Exercise requirements - Pull out each line of the material that contains the word "every". Capitalization matters.

Contour labeling records
Start

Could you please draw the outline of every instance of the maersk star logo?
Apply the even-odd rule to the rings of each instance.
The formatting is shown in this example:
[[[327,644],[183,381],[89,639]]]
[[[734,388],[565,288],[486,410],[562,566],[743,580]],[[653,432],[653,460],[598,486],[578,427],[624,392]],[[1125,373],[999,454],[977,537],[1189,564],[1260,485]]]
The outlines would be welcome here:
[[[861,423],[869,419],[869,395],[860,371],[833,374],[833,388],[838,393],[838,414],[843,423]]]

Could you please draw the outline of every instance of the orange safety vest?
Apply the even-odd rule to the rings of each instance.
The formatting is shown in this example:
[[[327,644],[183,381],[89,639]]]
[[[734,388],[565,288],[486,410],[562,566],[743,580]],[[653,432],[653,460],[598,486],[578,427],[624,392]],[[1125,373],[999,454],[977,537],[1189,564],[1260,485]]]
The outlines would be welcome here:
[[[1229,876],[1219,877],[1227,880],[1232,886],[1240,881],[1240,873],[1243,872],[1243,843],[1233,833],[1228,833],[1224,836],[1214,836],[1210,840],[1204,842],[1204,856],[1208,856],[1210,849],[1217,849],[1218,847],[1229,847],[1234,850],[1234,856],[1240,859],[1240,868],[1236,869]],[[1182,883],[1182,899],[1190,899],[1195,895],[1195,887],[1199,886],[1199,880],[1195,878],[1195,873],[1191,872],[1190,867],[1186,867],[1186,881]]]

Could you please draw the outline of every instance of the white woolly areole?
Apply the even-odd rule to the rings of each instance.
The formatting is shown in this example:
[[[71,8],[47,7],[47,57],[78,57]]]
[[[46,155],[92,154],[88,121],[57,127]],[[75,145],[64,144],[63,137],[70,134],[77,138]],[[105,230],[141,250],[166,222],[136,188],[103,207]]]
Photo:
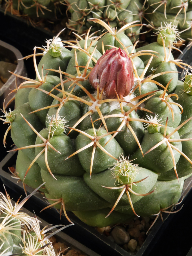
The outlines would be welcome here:
[[[96,78],[95,79],[94,79],[93,80],[93,83],[97,83],[98,84],[99,84],[100,81],[99,79],[98,78]]]
[[[90,102],[93,104],[93,105],[90,106],[89,107],[89,111],[93,110],[94,112],[96,112],[96,110],[95,109],[95,108],[97,106],[99,108],[101,106],[101,104],[98,103],[98,101],[99,101],[99,99],[96,99],[95,101],[93,101],[93,100],[90,101]]]

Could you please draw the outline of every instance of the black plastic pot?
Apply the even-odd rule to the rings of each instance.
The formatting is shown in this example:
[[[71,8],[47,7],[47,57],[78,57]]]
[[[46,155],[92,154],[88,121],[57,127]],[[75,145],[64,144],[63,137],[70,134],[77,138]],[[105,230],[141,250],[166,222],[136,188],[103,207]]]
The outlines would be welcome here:
[[[0,26],[0,27],[2,27],[2,26]],[[23,60],[17,60],[23,57],[20,52],[12,46],[0,40],[0,56],[1,59],[8,59],[9,61],[12,63],[17,62],[16,68],[14,72],[20,76],[27,76]],[[5,99],[5,105],[6,107],[9,102],[11,102],[11,100],[15,97],[15,93],[13,93],[11,94],[9,94],[9,93],[12,90],[15,88],[15,82],[16,82],[17,84],[19,86],[24,81],[24,79],[20,77],[17,77],[16,78],[16,77],[14,75],[11,75],[6,83],[0,88],[0,108],[3,109],[4,99]],[[9,104],[8,107],[13,108],[14,105],[14,101],[13,101]],[[3,115],[3,113],[1,112],[1,113],[2,115]],[[0,116],[2,114],[0,115]],[[7,153],[3,146],[3,140],[4,134],[8,126],[3,124],[1,121],[0,123],[0,161],[2,160]],[[13,144],[12,140],[10,136],[7,137],[7,143],[9,146]]]
[[[0,177],[6,186],[8,193],[14,198],[18,198],[20,194],[24,193],[23,185],[21,182],[17,183],[17,180],[12,178],[11,174],[8,172],[8,167],[14,166],[15,164],[16,153],[9,153],[0,163]],[[188,178],[185,182],[182,196],[185,199],[191,190],[192,184],[192,177]],[[28,194],[33,190],[27,188]],[[46,200],[40,193],[37,193],[33,196],[25,205],[26,208],[29,210],[34,210],[39,214],[39,212],[44,207],[47,206]],[[78,219],[72,213],[68,212],[68,215],[70,219],[75,223],[66,229],[65,232],[68,235],[77,240],[80,242],[92,249],[102,256],[132,256],[133,254],[128,253],[120,246],[108,239],[107,237],[98,233],[94,228],[88,226]],[[54,224],[63,224],[67,225],[68,222],[65,216],[62,216],[59,219],[59,214],[54,209],[49,209],[42,212],[39,216],[48,222]],[[155,223],[149,235],[142,245],[136,256],[148,255],[153,247],[160,237],[161,234],[168,224],[168,218],[163,223],[159,219]]]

End

Result of the task -
Could you please draw the outline of every instance of the maersk star logo?
Could you please draw the outline of every instance of the orange safety vest?
Could you please draw the outline of every instance of the white woolly areole?
Could you please draw the outline of every instance of the black plastic pot?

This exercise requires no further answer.